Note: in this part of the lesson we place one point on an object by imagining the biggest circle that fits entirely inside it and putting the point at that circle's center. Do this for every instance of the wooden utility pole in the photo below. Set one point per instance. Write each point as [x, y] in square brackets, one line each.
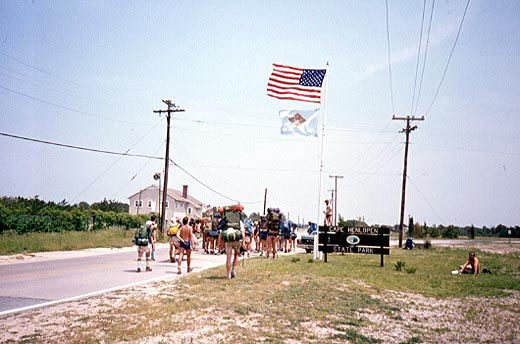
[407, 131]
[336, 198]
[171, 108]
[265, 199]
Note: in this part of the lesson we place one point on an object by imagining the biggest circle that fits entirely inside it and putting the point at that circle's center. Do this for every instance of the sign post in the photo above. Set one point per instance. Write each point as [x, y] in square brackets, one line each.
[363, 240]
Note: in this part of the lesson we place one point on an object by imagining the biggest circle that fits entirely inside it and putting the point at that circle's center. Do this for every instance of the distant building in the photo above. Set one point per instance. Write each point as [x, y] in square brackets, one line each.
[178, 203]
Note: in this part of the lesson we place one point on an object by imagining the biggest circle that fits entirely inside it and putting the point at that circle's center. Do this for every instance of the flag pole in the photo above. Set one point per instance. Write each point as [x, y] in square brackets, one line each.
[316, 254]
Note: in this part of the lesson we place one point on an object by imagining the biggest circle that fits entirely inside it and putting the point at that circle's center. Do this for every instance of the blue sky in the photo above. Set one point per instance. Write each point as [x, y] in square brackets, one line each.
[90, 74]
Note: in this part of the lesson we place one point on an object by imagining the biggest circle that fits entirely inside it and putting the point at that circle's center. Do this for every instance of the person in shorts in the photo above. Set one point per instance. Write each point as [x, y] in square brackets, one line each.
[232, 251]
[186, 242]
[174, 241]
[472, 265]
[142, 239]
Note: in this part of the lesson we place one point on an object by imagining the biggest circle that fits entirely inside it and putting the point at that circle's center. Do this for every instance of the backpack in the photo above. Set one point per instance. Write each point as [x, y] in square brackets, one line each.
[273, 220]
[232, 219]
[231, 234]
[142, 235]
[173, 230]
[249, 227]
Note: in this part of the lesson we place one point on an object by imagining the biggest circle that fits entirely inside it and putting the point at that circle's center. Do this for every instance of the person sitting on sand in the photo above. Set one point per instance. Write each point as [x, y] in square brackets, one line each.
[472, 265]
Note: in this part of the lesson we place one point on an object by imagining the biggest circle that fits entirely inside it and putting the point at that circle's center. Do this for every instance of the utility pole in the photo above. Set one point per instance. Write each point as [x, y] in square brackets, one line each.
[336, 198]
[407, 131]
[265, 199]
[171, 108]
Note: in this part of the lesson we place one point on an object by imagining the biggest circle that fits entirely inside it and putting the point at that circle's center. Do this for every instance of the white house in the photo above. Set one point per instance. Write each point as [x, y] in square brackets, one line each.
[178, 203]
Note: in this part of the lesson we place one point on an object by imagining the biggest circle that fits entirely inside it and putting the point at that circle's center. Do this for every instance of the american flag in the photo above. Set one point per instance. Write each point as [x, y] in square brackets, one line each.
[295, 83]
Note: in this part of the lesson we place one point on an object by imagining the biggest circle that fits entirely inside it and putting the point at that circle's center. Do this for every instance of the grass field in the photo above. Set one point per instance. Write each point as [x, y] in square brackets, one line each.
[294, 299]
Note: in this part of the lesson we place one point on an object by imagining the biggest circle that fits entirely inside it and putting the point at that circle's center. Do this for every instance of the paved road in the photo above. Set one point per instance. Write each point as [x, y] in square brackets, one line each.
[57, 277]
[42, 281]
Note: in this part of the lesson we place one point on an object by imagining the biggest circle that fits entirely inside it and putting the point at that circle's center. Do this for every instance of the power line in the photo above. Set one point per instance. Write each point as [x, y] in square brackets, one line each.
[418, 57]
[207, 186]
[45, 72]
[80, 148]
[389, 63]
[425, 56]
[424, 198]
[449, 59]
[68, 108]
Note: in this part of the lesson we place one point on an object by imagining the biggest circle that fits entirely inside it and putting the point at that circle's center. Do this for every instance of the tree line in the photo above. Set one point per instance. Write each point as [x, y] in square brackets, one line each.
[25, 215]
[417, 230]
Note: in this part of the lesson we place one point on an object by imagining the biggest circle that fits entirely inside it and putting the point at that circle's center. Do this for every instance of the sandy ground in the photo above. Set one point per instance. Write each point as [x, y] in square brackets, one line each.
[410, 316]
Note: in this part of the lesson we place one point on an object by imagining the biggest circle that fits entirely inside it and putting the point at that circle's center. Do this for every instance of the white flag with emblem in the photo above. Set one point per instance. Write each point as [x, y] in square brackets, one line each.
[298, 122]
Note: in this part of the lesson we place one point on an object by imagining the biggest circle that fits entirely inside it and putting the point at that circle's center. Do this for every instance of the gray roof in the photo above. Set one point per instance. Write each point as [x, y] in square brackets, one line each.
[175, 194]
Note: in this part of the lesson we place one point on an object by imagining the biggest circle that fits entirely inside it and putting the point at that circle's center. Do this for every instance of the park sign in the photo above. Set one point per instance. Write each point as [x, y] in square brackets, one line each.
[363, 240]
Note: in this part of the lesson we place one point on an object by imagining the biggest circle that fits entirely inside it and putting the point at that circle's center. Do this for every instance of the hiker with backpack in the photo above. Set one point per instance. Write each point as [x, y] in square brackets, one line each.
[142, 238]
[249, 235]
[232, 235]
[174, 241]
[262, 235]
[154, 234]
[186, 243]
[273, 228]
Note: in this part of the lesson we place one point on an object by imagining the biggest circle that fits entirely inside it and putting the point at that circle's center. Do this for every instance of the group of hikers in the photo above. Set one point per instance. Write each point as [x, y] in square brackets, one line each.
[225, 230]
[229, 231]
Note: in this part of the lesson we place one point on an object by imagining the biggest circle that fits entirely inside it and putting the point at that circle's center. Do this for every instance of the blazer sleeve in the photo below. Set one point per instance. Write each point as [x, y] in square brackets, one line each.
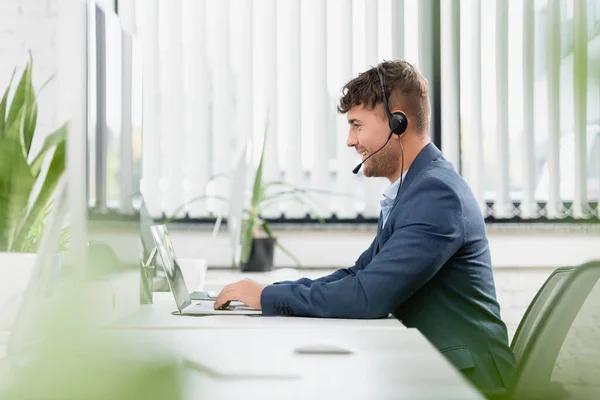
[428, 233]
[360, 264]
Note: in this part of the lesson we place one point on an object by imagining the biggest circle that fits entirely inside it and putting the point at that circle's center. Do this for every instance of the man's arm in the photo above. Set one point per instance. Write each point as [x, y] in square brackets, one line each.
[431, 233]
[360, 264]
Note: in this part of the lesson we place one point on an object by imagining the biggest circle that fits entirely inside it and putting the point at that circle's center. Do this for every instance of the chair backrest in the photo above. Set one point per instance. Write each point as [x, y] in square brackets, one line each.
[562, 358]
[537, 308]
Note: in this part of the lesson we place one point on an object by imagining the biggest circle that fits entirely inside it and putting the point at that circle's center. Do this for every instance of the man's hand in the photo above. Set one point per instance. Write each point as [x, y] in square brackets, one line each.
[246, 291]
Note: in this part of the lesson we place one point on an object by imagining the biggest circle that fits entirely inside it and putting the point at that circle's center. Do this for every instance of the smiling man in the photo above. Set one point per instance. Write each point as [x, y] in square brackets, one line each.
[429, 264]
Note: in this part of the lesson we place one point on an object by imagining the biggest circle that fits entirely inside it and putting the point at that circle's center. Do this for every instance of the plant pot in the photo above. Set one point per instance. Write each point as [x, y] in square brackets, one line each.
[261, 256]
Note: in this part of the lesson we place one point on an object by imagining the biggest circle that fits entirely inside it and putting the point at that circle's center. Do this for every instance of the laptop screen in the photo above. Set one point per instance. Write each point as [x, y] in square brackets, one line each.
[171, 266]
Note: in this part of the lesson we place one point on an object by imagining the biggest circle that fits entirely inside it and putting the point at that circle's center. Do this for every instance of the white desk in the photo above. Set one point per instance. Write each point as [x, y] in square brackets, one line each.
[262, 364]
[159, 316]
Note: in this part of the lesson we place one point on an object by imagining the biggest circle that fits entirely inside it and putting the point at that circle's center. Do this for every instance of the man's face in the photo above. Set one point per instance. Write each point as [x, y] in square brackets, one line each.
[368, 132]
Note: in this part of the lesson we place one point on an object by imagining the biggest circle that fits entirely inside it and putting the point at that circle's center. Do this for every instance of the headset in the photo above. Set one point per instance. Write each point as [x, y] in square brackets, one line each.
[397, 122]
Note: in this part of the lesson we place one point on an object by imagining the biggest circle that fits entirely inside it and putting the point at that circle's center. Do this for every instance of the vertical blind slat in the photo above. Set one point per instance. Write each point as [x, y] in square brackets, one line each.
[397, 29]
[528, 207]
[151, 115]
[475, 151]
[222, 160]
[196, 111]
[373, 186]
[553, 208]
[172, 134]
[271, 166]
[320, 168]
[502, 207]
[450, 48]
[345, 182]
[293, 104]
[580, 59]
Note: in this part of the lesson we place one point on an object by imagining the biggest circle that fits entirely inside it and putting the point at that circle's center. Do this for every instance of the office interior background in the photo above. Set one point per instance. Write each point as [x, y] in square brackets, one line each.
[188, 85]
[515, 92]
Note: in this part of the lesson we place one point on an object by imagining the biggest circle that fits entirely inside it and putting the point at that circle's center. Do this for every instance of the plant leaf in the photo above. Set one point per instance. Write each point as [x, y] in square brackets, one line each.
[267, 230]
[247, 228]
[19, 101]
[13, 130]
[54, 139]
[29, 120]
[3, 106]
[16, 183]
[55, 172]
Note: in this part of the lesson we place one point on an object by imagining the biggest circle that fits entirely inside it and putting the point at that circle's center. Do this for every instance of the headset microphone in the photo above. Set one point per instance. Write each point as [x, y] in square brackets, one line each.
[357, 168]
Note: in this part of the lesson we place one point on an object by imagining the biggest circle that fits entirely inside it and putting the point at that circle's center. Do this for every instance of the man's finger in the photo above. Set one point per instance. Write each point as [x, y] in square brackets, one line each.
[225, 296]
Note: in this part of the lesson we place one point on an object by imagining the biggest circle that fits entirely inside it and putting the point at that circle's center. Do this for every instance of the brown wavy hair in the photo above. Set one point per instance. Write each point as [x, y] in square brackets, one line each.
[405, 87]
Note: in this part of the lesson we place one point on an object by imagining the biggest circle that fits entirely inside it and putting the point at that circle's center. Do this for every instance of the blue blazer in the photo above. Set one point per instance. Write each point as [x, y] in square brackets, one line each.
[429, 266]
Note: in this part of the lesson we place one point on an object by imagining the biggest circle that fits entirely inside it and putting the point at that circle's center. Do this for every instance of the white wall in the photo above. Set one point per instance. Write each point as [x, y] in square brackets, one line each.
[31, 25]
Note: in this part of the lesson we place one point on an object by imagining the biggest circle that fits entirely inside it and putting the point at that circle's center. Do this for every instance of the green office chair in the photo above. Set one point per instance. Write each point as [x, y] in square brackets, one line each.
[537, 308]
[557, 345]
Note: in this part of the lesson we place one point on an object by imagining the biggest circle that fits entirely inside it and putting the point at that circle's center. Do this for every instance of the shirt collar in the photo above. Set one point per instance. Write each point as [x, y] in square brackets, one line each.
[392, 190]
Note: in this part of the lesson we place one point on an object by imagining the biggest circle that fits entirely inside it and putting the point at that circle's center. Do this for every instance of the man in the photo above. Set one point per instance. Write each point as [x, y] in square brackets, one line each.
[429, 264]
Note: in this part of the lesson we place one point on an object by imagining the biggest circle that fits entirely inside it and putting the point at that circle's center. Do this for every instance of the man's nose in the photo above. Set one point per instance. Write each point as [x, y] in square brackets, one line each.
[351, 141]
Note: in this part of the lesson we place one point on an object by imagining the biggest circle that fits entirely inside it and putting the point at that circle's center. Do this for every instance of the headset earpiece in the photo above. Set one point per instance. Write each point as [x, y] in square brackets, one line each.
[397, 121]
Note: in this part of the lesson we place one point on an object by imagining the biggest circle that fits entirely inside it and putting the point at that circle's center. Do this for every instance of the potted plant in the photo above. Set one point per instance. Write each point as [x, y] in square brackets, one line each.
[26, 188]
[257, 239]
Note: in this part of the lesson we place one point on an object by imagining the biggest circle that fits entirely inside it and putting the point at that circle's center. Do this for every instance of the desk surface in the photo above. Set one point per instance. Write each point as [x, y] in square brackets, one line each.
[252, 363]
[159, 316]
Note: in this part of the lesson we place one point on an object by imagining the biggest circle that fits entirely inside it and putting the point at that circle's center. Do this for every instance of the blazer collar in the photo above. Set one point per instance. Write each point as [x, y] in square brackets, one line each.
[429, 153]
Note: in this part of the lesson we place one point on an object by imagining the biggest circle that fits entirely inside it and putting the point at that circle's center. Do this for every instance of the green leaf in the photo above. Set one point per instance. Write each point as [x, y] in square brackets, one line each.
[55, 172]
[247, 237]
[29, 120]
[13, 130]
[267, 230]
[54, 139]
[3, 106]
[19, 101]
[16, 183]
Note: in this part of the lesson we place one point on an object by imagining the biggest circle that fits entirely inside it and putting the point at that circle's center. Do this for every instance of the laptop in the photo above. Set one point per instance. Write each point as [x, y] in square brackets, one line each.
__________________________________________________
• [EXERCISE AIM]:
Print exactly the lines from the one with "the blazer collar" through the end of the data, inclusive.

• [RESULT OF THE EXERCISE]:
Note: in this part of the lesson we place one point on an object by imagining the biggest circle that fits entirely inside it and putting the point at that circle's center. Do this for every instance of the blazer collar in the photo above. Set one point per instance. Write each point as [x, y] in square brackets, one line each.
[429, 153]
Note: in this part of the lesson we place one point on an object by imagining the biggest circle that fits entirely inside it and putting the point at that circle's center. Do this for every instance of the green leaf in the photo above. Set one point per instance. Write each point as [x, y] in square brackets, one line each.
[55, 172]
[247, 237]
[29, 120]
[13, 130]
[267, 230]
[54, 139]
[3, 106]
[19, 101]
[16, 183]
Note: in this part of the lesson we place one point on an object by imagining the biggest circle that fits entirely inside it and putting the point at that circle's center. Do this for every instance of the laptop in the photo above. Set one point per instance. Write each point as [x, y] in square brackets, one line each.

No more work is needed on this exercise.